-- THE INPUT follows --
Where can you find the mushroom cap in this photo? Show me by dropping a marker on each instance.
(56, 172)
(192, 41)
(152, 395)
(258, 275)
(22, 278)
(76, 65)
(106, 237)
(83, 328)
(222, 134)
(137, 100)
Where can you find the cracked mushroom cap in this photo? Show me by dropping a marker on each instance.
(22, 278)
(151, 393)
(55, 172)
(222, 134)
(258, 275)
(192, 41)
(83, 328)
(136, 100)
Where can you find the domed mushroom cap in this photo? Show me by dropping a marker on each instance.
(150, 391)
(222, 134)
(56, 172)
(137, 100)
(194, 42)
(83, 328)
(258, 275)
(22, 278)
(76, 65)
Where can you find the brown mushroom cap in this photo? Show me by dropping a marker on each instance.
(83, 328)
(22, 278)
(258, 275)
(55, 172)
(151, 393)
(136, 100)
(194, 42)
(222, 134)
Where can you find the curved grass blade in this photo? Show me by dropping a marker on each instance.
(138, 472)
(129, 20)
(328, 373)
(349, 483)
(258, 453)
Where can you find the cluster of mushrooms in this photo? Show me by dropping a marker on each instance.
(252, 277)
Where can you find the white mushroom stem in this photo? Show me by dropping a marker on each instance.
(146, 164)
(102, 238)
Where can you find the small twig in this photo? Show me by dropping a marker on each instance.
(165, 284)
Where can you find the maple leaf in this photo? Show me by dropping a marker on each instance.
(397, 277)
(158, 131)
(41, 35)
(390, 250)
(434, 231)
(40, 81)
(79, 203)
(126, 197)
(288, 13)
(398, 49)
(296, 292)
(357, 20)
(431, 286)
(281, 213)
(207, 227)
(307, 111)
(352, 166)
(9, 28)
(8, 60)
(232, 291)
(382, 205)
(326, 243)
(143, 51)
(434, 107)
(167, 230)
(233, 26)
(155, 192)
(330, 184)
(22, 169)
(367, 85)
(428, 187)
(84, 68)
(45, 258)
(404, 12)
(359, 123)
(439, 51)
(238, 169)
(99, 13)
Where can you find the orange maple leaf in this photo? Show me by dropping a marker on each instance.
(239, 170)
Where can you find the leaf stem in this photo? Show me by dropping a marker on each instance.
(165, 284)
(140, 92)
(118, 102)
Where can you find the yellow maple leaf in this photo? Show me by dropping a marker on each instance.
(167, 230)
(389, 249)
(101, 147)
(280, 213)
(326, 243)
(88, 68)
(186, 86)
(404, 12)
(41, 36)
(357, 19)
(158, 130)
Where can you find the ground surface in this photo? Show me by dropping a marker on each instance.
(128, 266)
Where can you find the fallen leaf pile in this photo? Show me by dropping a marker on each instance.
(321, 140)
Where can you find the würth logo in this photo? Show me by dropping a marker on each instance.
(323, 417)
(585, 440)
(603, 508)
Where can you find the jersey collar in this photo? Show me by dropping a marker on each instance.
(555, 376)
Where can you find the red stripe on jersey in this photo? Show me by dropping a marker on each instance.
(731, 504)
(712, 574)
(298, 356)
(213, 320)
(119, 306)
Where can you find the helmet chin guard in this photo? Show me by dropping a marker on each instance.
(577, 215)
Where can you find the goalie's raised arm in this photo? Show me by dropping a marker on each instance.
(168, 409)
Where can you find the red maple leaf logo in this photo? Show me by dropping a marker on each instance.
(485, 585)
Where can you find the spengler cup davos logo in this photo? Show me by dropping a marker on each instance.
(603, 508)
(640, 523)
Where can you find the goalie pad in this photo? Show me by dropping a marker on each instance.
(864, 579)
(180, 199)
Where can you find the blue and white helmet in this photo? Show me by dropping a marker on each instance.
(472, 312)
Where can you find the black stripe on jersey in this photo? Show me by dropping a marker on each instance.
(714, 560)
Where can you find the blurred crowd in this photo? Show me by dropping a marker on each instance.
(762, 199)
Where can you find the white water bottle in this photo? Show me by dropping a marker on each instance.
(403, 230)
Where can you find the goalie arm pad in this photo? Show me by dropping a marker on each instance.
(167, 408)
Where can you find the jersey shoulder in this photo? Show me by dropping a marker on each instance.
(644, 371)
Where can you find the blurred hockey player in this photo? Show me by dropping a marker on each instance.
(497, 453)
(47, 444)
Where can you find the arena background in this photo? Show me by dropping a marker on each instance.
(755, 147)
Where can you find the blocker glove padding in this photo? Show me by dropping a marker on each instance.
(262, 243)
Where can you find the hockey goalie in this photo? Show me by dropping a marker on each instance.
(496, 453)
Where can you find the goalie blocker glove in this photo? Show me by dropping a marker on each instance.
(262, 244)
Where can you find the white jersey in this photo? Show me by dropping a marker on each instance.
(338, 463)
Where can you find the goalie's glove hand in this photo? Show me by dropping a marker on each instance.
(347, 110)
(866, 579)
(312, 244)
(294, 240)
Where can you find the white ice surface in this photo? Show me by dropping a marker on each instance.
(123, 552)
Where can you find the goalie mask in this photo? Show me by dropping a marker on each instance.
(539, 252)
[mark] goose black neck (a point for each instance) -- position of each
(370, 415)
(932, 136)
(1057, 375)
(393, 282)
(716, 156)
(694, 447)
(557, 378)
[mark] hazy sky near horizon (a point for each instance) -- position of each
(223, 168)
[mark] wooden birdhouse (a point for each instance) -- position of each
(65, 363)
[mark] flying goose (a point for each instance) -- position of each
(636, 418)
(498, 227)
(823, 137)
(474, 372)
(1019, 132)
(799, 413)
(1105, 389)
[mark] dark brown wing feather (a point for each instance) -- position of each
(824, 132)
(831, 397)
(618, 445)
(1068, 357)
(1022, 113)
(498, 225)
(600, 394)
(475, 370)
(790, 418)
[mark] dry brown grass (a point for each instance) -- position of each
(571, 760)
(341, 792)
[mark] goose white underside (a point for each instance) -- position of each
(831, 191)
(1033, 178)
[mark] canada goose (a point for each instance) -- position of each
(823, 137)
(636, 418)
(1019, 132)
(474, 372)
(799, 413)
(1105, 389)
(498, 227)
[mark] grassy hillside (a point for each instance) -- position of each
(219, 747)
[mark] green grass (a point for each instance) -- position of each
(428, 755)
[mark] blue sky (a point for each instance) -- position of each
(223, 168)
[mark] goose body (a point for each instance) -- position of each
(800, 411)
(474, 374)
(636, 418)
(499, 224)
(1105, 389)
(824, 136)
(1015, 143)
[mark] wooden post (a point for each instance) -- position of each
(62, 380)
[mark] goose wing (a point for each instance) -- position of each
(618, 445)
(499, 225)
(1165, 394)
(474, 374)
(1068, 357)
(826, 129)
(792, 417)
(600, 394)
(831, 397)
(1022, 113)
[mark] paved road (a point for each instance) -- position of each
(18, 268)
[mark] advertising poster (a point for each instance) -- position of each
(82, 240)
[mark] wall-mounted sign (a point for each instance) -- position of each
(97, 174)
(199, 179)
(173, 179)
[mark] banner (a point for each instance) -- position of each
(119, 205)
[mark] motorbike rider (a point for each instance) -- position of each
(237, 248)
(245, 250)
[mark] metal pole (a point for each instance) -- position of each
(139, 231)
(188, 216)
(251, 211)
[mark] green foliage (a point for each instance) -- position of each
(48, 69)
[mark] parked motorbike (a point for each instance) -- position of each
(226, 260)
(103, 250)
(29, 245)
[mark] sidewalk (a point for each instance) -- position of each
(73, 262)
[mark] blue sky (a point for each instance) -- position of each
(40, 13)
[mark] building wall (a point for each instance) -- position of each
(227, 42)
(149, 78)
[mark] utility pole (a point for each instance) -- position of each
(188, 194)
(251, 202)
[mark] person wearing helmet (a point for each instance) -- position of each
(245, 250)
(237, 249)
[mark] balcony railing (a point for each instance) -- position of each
-- THE INPUT concluded --
The reply should be a precise retyping of all the data.

Where can you find the mushroom cap in this photo? Show me by dropping a marker on each instance.
(56, 172)
(192, 41)
(152, 395)
(258, 275)
(22, 278)
(76, 65)
(106, 237)
(83, 328)
(222, 134)
(137, 100)
Where can you find the cracked mushroom cap in this photo? Show me by dropping a marker on each instance.
(22, 278)
(151, 393)
(55, 172)
(222, 134)
(258, 275)
(192, 41)
(83, 328)
(136, 100)
Where can you find the domed mushroom cap in this photo? Show me by dropping a marker on each instance.
(150, 391)
(222, 134)
(56, 172)
(137, 100)
(194, 42)
(83, 328)
(258, 275)
(22, 278)
(76, 65)
Where can you find the brown mushroom cap in this photo? Show me by dropping a marker on each instance.
(83, 328)
(22, 278)
(258, 275)
(55, 172)
(151, 393)
(136, 100)
(194, 42)
(222, 134)
Where can you find the curved grass blade in this photo? Show me by dropping a marker on each instance.
(138, 472)
(129, 20)
(328, 373)
(349, 483)
(258, 453)
Where can you find the cluster of mushrooms in this photo? Show me by dropping a marker on each instance.
(252, 277)
Where can you find the white mushroom stem in this photo? Show me by dropping a marker on each instance.
(146, 164)
(102, 238)
Where can you find the small twig in this photo? Show me by dropping a marker on each instance.
(165, 284)
Where can you find the maple leaf in this photo? Show me by dropping a marker on each instance.
(397, 277)
(158, 131)
(41, 35)
(390, 250)
(434, 231)
(40, 81)
(79, 203)
(126, 197)
(288, 13)
(398, 49)
(296, 292)
(357, 20)
(431, 286)
(281, 213)
(207, 227)
(307, 111)
(352, 166)
(9, 28)
(8, 60)
(232, 291)
(382, 205)
(326, 243)
(143, 51)
(434, 107)
(167, 230)
(233, 26)
(155, 192)
(330, 184)
(22, 169)
(367, 85)
(428, 187)
(84, 68)
(45, 258)
(404, 12)
(359, 123)
(439, 51)
(238, 169)
(99, 13)
Where can you find the orange maple leaf in this photo? Show me by dropping a marker on each instance.
(239, 170)
Where can you find the leaf stem in this photo? Show me by dropping a marker on each instance.
(165, 284)
(140, 92)
(118, 102)
Where can you find the yellow maple leaf in this photo? Show me by dropping a marker on each instance.
(167, 230)
(389, 249)
(101, 147)
(280, 213)
(326, 243)
(88, 68)
(186, 86)
(404, 12)
(41, 36)
(357, 19)
(158, 130)
Where can you find the ground surface in this photo? Show me by dropping a marker on each instance.
(128, 266)
Where can you find the fallen leaf pile in this photo? Show me by dropping a marker on each instance.
(321, 140)
Where can you find the würth logo in this photo? Show me by dropping a marker on each instance.
(323, 417)
(585, 440)
(603, 508)
Where can you find the jersey collar in this photo? Show me by dropping a marker on each instance.
(555, 376)
Where can you find the red stripe on jersey in this photo? Show me by dropping a marker on each instance.
(731, 504)
(712, 574)
(298, 356)
(213, 320)
(119, 306)
Where can you find the helmet chin guard in this photo? Show me by dropping a marker on each instance.
(577, 215)
Where can you find the goalie's raised arm in this photo? Show me by dropping a marker on each instance.
(168, 409)
Where can you find the red maple leaf logo in this photo? Show me by dropping a marker on each instance.
(485, 585)
Where can you find the spengler cup davos logo in this photo? Show me by dropping a marker on each instance.
(603, 508)
(640, 523)
Where can you find the goalie pad in this photo? Show me by dropping a marker on each instance.
(864, 579)
(180, 199)
Where can you find the blue and white helmet in this photo? Show me by dropping a marker on each instance.
(472, 312)
Where can you find the black stripe on jersey in this photo? Show me by dropping a marker on each instance.
(714, 560)
Where can you find the blurred crowd in this photo? Show me by dropping a marker on each instance.
(762, 199)
Where can you find the white water bottle in this photo? Show me by dropping a marker on each instance.
(403, 230)
Where can you find the goalie arm pad in this photo? Show me by dropping a marker on each instance.
(167, 408)
Where can you find the jersey shoulder in this photo? Show me by dropping a marker on each instance.
(644, 371)
Where can you find the blurred hockey player in this photo? Show me by dropping a marker on each instance.
(497, 453)
(47, 444)
Where can you find the arena background in this photo? Show me by dropping a marker on each instance.
(755, 147)
Where can you find the blocker glove padding in this photo? Show me by dropping a marker on each instance.
(262, 243)
Where can you find the hockey goalie in this photo? Show me by dropping a marker on each instance.
(496, 453)
Where can you find the goalie blocker glove in this photo? Show me by dropping a marker on each instance.
(262, 244)
Where can you find the white jersey in this photo? Show me by dropping a marker on each instance.
(338, 463)
Where can you find the goalie's glove hand in this photo? Show me by dropping a marker on each instance.
(347, 110)
(866, 579)
(312, 244)
(294, 240)
Where can you find the white ice surface in this photo? Show me by dropping a marker on each instance.
(123, 552)
Where can you find the goalie mask in this photo? Show me by dropping a marker on each instance.
(539, 252)
[mark] goose black neck (a point for each instance) -- position of each
(370, 415)
(932, 136)
(1057, 375)
(393, 282)
(716, 156)
(694, 447)
(557, 378)
[mark] hazy sky near horizon (a point for each instance) -- position of each
(223, 168)
[mark] wooden birdhouse (a point for each instance) -- position of each
(65, 363)
[mark] flying goose (a point for each instance) -- position of each
(636, 418)
(498, 227)
(823, 137)
(474, 372)
(1019, 132)
(799, 413)
(1105, 389)
[mark] dark brown wing feather (a point for each instance) -- position of each
(824, 132)
(831, 397)
(618, 445)
(1068, 357)
(1022, 113)
(498, 225)
(600, 394)
(475, 370)
(790, 418)
[mark] dry brown grass (a point for each instance) -- position of each
(571, 760)
(341, 792)
[mark] goose white underside (a point for each instance) -- position of each
(831, 191)
(1033, 178)
[mark] canada goose (a point for each instance) -- position of each
(823, 137)
(636, 418)
(1019, 132)
(474, 372)
(799, 413)
(1105, 389)
(498, 227)
[mark] grassy hillside (a point for each instance) -- position of each
(219, 747)
[mark] green grass (a point for each instance) -- position of each
(428, 755)
[mark] blue sky (a point for each instance) -- position of each
(223, 168)
[mark] goose body (a point for each instance) -- position of each
(800, 411)
(474, 374)
(636, 418)
(499, 224)
(1105, 389)
(824, 136)
(1015, 143)
[mark] wooden post (a point for each instance) -- position of each
(62, 380)
[mark] goose wing (a point for each instance) -- position of each
(618, 445)
(499, 225)
(1165, 394)
(474, 374)
(1068, 357)
(826, 129)
(792, 417)
(600, 394)
(831, 397)
(1022, 113)
[mark] paved road (a point for each instance) -- position of each
(18, 268)
[mark] advertising poster (a point for each instance) -- position of each
(82, 240)
[mark] wall-mounted sign (a point for each instance) -- position of each
(97, 174)
(199, 179)
(173, 179)
[mark] banner (a point for each instance) -- position of each
(119, 205)
[mark] motorbike rider (a point for each instance) -- position of each
(237, 248)
(245, 250)
[mark] metal pole (a point for each instance) -- position of each
(139, 231)
(188, 216)
(251, 211)
[mark] green foliage (a point for each instance) -- position of each
(48, 69)
[mark] parked motorbike (a point for each instance) -- position of each
(226, 260)
(103, 250)
(29, 245)
[mark] sidewalk (a point for each instance) -- position of each
(73, 262)
[mark] blue sky (a point for each instance) -- position of each
(40, 13)
[mark] building wall (a point for each instance) -- position of each
(227, 42)
(149, 78)
[mark] utility pole (a point for each instance) -- position of each
(188, 194)
(251, 202)
[mark] person wearing helmet (a point for each instance) -- position of each
(245, 250)
(237, 249)
[mark] balcony railing (a point for each instance) -- position of each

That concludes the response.